* _SUPPLIED INFORMATION_
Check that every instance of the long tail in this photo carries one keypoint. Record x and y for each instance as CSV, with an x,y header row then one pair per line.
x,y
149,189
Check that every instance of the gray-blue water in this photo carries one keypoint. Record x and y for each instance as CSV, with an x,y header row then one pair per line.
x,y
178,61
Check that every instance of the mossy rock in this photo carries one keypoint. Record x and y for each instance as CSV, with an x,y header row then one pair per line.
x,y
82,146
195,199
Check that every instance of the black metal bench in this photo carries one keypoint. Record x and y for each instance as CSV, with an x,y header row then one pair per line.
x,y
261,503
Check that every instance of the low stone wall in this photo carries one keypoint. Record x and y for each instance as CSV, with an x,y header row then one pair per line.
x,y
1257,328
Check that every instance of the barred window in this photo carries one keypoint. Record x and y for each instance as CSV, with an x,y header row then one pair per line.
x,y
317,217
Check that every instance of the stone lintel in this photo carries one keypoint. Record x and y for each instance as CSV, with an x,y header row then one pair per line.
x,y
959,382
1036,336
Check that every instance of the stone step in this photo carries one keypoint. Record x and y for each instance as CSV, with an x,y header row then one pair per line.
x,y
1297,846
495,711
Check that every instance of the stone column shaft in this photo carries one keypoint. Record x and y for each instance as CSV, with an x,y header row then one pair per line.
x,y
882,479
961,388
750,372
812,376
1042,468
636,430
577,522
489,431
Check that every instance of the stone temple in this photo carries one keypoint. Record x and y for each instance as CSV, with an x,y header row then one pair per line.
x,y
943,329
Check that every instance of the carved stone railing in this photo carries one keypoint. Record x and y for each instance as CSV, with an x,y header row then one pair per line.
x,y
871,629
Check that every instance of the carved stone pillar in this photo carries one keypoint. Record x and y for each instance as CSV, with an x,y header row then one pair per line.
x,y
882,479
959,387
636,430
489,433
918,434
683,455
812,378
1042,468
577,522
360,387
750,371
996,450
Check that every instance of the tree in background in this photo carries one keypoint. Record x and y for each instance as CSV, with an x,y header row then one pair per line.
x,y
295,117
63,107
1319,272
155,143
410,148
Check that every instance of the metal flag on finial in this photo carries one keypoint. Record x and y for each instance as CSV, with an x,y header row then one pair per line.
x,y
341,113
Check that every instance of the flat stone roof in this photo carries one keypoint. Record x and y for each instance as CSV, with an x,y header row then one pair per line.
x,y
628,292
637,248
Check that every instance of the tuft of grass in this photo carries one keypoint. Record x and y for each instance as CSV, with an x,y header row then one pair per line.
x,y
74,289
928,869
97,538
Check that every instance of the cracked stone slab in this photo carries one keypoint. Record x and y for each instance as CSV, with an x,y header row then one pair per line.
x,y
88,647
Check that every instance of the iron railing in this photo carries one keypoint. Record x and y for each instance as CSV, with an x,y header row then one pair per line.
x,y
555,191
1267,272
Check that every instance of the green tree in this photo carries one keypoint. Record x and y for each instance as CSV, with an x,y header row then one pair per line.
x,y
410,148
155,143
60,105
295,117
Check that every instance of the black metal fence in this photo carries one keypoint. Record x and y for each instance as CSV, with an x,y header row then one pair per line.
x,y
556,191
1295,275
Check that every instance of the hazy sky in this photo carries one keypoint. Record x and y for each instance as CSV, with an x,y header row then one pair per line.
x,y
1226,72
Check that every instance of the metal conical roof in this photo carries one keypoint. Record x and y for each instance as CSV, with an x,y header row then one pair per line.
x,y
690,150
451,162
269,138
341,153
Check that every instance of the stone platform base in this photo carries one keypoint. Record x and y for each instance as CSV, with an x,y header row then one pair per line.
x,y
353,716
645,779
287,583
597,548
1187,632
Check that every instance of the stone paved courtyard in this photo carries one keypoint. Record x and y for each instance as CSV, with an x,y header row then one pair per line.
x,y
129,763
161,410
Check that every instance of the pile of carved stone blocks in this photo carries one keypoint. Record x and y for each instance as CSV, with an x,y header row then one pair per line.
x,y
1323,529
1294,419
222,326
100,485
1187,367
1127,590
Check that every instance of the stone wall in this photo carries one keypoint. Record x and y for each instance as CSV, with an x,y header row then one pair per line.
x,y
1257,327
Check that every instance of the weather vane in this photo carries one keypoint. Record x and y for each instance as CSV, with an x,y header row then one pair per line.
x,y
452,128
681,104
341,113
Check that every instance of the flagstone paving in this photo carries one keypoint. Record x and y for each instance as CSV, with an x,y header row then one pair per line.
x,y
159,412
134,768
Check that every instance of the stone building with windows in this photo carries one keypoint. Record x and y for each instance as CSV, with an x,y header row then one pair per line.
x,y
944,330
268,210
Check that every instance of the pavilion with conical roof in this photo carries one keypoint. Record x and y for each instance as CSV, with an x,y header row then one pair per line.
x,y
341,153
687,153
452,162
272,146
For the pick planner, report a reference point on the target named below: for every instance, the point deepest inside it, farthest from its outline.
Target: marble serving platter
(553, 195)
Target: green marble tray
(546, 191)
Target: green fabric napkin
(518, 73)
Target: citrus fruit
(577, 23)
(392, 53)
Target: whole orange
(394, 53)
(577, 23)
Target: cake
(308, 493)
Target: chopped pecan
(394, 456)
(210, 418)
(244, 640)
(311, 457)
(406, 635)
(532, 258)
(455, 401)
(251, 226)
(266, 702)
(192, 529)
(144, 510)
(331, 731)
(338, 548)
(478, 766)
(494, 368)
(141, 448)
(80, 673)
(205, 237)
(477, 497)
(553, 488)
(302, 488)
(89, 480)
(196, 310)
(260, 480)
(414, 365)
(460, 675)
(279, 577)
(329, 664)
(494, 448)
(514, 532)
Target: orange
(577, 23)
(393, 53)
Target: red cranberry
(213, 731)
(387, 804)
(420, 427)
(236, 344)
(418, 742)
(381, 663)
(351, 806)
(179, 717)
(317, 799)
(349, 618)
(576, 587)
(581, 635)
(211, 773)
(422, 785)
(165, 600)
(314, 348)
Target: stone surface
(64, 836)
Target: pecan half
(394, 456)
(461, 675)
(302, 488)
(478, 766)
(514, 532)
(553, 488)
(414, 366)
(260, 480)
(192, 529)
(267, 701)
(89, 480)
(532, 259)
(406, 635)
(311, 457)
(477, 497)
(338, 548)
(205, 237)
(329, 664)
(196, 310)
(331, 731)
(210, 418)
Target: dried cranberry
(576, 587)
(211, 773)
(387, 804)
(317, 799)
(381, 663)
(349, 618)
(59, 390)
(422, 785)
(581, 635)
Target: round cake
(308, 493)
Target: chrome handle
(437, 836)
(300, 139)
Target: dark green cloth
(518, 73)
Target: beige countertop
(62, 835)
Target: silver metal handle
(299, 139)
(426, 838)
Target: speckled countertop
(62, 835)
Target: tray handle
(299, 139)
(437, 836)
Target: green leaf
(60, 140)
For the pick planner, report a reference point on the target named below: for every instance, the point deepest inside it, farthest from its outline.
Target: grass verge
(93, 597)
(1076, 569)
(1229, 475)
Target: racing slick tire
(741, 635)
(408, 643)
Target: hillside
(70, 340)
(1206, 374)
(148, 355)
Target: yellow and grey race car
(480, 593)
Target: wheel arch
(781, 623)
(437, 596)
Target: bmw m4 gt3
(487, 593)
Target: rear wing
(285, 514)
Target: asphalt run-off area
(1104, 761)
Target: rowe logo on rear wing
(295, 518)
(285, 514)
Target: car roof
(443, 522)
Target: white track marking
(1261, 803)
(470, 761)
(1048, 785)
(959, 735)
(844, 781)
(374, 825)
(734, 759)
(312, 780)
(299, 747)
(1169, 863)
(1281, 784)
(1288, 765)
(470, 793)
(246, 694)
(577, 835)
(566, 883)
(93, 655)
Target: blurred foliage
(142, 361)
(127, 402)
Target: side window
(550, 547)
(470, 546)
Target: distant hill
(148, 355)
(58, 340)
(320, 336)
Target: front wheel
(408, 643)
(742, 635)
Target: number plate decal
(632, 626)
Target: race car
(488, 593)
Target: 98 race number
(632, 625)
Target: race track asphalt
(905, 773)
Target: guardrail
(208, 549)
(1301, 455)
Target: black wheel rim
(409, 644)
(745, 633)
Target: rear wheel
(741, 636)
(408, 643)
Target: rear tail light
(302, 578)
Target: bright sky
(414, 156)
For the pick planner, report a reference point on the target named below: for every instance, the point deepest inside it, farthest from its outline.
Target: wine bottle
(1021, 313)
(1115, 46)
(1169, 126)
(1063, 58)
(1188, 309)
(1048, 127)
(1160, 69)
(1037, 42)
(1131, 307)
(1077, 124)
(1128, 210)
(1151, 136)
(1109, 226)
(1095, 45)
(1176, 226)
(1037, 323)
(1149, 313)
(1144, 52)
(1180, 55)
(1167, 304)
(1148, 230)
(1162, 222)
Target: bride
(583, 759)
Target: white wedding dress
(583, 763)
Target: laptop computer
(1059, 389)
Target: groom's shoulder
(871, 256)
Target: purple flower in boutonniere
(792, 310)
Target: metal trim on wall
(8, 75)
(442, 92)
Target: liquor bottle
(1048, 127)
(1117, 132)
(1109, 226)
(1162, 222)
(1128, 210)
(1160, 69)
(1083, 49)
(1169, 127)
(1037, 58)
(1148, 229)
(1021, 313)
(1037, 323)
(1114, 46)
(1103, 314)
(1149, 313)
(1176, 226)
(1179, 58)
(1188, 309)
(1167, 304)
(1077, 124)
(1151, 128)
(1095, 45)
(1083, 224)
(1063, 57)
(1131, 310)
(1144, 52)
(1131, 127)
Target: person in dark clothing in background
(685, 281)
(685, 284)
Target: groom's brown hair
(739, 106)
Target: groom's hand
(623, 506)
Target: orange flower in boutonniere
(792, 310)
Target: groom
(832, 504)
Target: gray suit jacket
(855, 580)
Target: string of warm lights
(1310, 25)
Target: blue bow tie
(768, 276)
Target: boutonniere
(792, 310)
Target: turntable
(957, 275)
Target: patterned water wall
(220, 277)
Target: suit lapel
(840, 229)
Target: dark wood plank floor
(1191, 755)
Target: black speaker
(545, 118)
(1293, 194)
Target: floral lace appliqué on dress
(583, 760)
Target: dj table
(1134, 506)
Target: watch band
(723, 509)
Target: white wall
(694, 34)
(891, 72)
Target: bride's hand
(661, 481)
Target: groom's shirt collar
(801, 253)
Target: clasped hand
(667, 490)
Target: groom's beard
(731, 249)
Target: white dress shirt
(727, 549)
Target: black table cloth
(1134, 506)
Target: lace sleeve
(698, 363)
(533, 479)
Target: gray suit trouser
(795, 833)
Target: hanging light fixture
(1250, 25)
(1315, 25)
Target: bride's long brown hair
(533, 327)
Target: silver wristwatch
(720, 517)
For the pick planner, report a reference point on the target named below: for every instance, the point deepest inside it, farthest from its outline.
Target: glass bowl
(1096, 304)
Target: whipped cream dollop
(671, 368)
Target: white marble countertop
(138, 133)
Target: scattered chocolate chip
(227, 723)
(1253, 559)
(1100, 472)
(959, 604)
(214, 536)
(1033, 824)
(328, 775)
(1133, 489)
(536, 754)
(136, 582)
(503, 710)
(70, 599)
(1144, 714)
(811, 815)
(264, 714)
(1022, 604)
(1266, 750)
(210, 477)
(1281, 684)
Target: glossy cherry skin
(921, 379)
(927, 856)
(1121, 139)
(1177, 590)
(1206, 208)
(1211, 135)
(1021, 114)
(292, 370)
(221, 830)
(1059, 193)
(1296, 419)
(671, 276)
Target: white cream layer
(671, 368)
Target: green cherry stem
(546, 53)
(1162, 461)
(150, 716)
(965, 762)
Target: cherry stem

* _REQUIREMENTS_
Change "race" to "racing" in the rows starting at the line that contains "Target: number plate decal" and ending at the line that contains "(1059, 389)", and give back only those lines with nothing else altered.

* _OUTPUT FOR THIS TASK_
Target: number plate decal
(632, 626)
Target: racing car
(488, 593)
Target: 98 racing number
(632, 625)
Target: racing track asphalt
(905, 773)
Target: guardrail
(208, 549)
(1301, 455)
Target: black wheel rim
(409, 644)
(745, 633)
Target: rear wheel
(741, 636)
(408, 643)
Target: rear tail light
(302, 578)
Target: bright sky
(414, 156)
For the pick planner, report a reference point on the target named below: for every instance, the point deepest inside it, farthest from its outline.
Target: wine bottle
(1021, 313)
(1115, 46)
(1169, 126)
(1063, 58)
(1188, 309)
(1048, 127)
(1160, 69)
(1037, 42)
(1131, 307)
(1077, 124)
(1128, 210)
(1151, 136)
(1109, 226)
(1095, 45)
(1176, 226)
(1037, 323)
(1149, 313)
(1144, 52)
(1180, 55)
(1167, 304)
(1148, 230)
(1162, 222)
Target: bride
(583, 759)
Target: white wedding dress
(583, 763)
Target: laptop computer
(1059, 389)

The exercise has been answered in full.